[Extrait choisi]:
Mais Saïda est déjà dans la montagne à l'entrée de la gorge de l'Oued- Saïda qui, par un premier escarpement brusque, se relève de 200 mètres sur une distance de trois kilomètres à peine, pour atteindre le plateau intermédiaire de Aïn-el-Hadjar (sOurce du Rocher), point d'eau tout à fait remarquable et exceptionnellement favorable à la colonisation et à l'industrie de l'alfa; et ce premier escarpement de 200 mètres est immédiatement suivi d'un second de 150 mètres, qui permet à la voie ferrée de franchir le Petit-Atlas à l'altitude d'environ 1,170 mètres.

Et cependant (l'étude a été faite), il était impossible d'atteindre ces points avec la voie large, qui devait laisser Saïda à plusieurs kilomètres sur la gauche et abandonner complètement Aïn-el-Iladjar, pour se préparer, par de longs détours, à franchir la montagne, oubliant complètement les intérêts à desservir, pour ne se préoccuper que de la possibilité technique de gravir le Petit-Atlas.

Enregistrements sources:
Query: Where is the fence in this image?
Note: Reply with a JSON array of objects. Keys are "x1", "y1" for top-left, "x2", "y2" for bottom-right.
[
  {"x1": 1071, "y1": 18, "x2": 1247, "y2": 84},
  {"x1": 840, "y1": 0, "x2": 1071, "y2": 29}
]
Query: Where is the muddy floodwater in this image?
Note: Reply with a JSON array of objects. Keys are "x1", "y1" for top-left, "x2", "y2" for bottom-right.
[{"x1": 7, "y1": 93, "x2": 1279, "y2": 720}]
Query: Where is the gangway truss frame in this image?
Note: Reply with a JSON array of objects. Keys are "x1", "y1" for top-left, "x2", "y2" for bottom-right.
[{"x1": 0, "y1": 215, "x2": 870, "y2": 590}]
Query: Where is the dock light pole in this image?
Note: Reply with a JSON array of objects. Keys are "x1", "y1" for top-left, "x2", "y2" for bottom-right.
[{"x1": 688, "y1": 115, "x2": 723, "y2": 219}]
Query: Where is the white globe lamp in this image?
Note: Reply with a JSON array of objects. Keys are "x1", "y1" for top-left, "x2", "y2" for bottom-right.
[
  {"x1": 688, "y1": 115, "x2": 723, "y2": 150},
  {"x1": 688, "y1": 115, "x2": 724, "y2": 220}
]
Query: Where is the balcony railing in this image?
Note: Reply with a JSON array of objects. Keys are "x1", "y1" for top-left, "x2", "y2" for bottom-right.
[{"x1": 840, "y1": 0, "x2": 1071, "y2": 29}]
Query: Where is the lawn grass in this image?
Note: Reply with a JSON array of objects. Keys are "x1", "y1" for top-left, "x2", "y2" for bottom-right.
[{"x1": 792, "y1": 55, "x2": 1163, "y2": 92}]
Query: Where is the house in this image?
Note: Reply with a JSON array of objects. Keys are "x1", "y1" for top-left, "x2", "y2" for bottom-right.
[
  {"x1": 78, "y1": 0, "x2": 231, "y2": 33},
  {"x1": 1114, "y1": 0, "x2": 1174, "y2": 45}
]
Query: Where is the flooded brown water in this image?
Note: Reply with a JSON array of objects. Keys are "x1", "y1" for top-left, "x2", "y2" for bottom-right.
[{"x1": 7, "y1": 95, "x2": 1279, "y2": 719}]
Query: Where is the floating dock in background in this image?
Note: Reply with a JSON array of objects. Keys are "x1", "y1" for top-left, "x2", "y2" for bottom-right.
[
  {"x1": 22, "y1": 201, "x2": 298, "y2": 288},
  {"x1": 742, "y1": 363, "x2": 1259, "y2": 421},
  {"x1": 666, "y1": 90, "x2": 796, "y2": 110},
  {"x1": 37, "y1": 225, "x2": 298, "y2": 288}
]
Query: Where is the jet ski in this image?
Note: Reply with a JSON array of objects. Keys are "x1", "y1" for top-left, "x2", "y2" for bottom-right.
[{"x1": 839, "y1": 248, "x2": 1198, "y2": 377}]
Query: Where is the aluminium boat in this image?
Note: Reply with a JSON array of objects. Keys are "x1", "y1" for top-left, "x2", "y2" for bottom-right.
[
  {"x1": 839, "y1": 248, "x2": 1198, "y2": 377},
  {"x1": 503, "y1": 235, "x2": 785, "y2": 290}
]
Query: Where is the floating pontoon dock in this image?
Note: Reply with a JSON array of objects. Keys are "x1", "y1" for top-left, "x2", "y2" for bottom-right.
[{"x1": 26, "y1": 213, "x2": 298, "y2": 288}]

[Tâches à réaliser]:
• A. Répondez aux questions suivantes sur l'extrait consacré à Saïda :
(i) Sur quelle distance le premier escarpement se relève-t-il de 200 mètres ?
(ii) À quelle altitude environ la voie ferrée franchit-elle le Petit-Atlas ?
(iii) D'après le second paragraphe, de quel côté la voie large devait-elle laisser Saïda ?
• B. Filtrez le listing en ne retenant que les lignes où figure la chaîne « floating ».
Le texte et le listing proviennent de sources distinctes.

[Réponses attendues]:
• A.
(i) Sur une distance de trois kilomètres à peine.
(ii) À l'altitude d'environ 1,170 mètres.
(iii) Sur la gauche, à plusieurs kilomètres.

• B.
Query: Where is the floating dock in background in this image?
Query: Where is the floating pontoon dock in this image?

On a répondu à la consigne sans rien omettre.